■ Arbeitsaufträge:
**A)** Gib aus dem Textauszug über Quasare und Galaxien den Abschnitt wortgetreu wieder, der mit den Worten „Einem deutsch-amerikanischen Team“ beginnt und mit „Schwarzen Löcher begrenzt.“ endet.
**B)** Nenne in der Reihenfolge ihres Auftretens alle zusammengesetzten Wörter im Textauszug über Quasare und Galaxien, die „Galaxie“ mit einem weiteren Wortteil verbinden (das bloße Wort „Galaxien“ zählt nicht).

■ Textauszug:

%%

Astronomische Wachstumsbremse
Zwischen der Aktivität der Quasare und der Entwicklung von Galaxien besteht ein Zusammenhang. Das belegen numerische Simulationen.
Zwischen der Aktivität der Quasare und der Entwicklung von Galaxien besteht ein Zusammenhang. Das belegen numerische Simulationen.
Einem deutsch-amerikanischen Team von Astrophysikern ist es mithilfe numerischer Simulationen erstmals gelungen, den lange gesuchten Zusammenhang zwischen der Aktivität der Quasare und der Entwicklung von Galaxien aufzudecken. In ihren Computersimulationen verfolgten die Forscher die Kollision von Galaxien, bei der es sowohl zu einem starken Materieeinfall auf die zentralen Schwarzen Löcher in den Galaxienzentren, als auch zu einem Sternentstehungs-Ausbruch kommt. Wie das Team herausfand, setzt die durch den Materieeinfall ausgelöste Quasaraktivität so viel Energie frei, dass gewaltige Mengen von Gas aus dem Galaxienzentrum herausgeschleudert werden – was wiederum sowohl die Sternentstehung als auch das Wachstum der Schwarzen Löcher begrenzt.
Im jungen Kosmos besaßen viele Galaxien extrem leuchtkräftige Kerne, die so genannten Quasare. Diese „kosmischen Leuchtfeuer“ werden von supermassiven Schwarzen Löchern angefeuert, die eine Masse von bis zu einer Milliarde Sonnenmassen besitzen können. Seit langem wissen die Astronomen, dass die Masse dieser Schwarzen Löcher stark mit der Geschwindigkeitsverteilung der Sterne in der kugelförmigen Zentralregion der Galaxien korreliert. Daraus lässt sich auf einen Zusammenhang in der Entwicklung von Quasaren und Galaxien schließen – doch wo die physikalische Ursache für diesen Zusammenhang liegt, war bislang unbekannt.
Die Kollision zweier Spiralgalaxien, simuliert im Computer. Die Schwerkraft treibt Gas ins Zentrum der Galaxienkerne und löst so die Entstehung neuer Sterne und das Aufleuchten des Quasars aus. In der Quasar-Phase gewinnen die Schwarzen Löcher stark an Masse. Diese Phase dauert bis zu 100 Millionen Jahre und setzt genügend Energie frei, um das Gas aufzuheizen und in den Raum zu schleudern. (Quelle: MPI für Astrophysik)

%%

■ Gegebene Zeilen:
%%

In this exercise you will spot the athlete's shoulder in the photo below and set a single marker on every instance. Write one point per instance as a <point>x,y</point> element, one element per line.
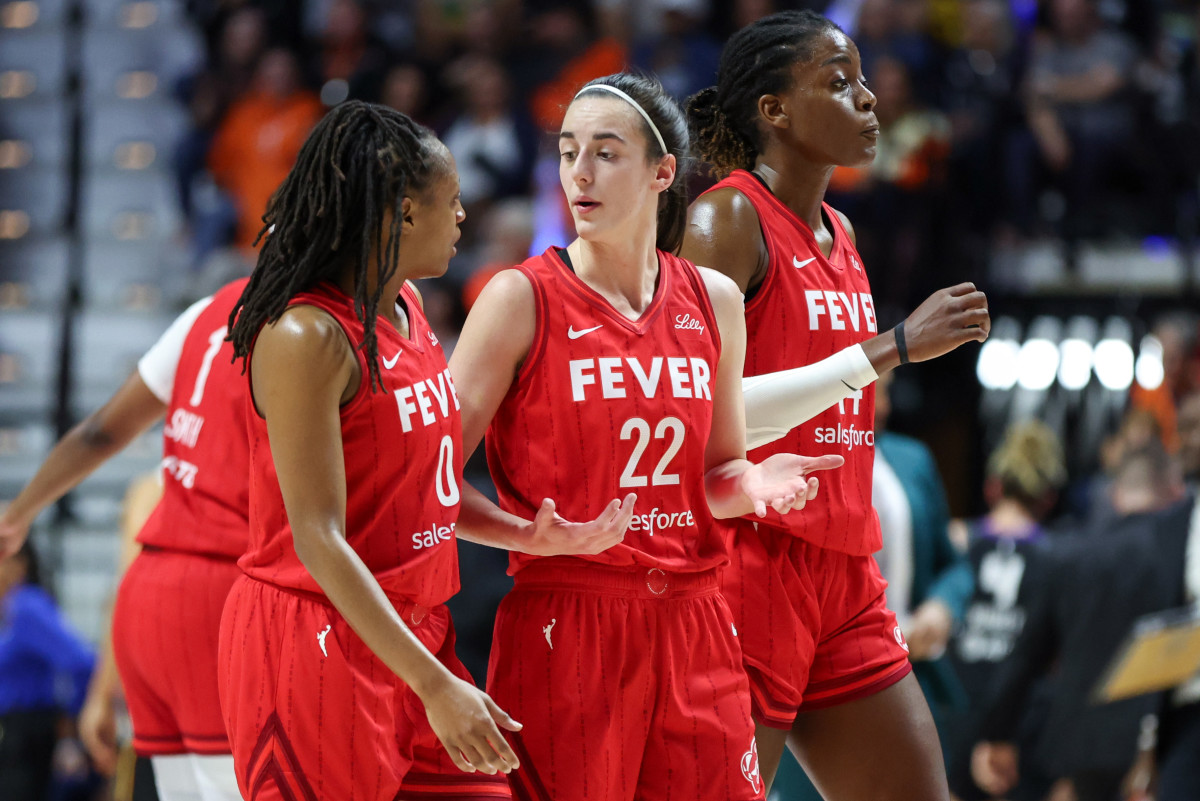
<point>845,223</point>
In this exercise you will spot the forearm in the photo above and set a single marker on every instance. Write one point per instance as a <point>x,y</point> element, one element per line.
<point>723,488</point>
<point>779,402</point>
<point>484,523</point>
<point>84,449</point>
<point>358,596</point>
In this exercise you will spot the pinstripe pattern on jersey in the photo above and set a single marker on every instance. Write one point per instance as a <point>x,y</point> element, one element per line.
<point>808,308</point>
<point>393,475</point>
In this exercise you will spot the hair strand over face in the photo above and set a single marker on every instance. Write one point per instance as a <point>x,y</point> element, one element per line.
<point>359,162</point>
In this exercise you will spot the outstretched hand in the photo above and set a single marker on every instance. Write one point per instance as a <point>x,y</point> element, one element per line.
<point>783,481</point>
<point>947,319</point>
<point>552,535</point>
<point>468,723</point>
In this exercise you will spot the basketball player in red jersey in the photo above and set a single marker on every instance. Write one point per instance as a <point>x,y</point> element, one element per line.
<point>827,662</point>
<point>609,367</point>
<point>336,664</point>
<point>169,601</point>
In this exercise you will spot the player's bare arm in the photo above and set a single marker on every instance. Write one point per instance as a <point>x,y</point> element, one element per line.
<point>303,369</point>
<point>495,342</point>
<point>723,233</point>
<point>132,409</point>
<point>733,485</point>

%%

■ Geordnete Lösungen:
**A)**
Einem deutsch-amerikanischen Team von Astrophysikern ist es mithilfe numerischer Simulationen erstmals gelungen, den lange gesuchten Zusammenhang zwischen der Aktivität der Quasare und der Entwicklung von Galaxien aufzudecken. In ihren Computersimulationen verfolgten die Forscher die Kollision von Galaxien, bei der es sowohl zu einem starken Materieeinfall auf die zentralen Schwarzen Löcher in den Galaxienzentren, als auch zu einem Sternentstehungs-Ausbruch kommt. Wie das Team herausfand, setzt die durch den Materieeinfall ausgelöste Quasaraktivität so viel Energie frei, dass gewaltige Mengen von Gas aus dem Galaxienzentrum herausgeschleudert werden – was wiederum sowohl die Sternentstehung als auch das Wachstum der Schwarzen Löcher begrenzt.

**B)** Galaxienzentren, Galaxienzentrum, Spiralgalaxien, Galaxienkerne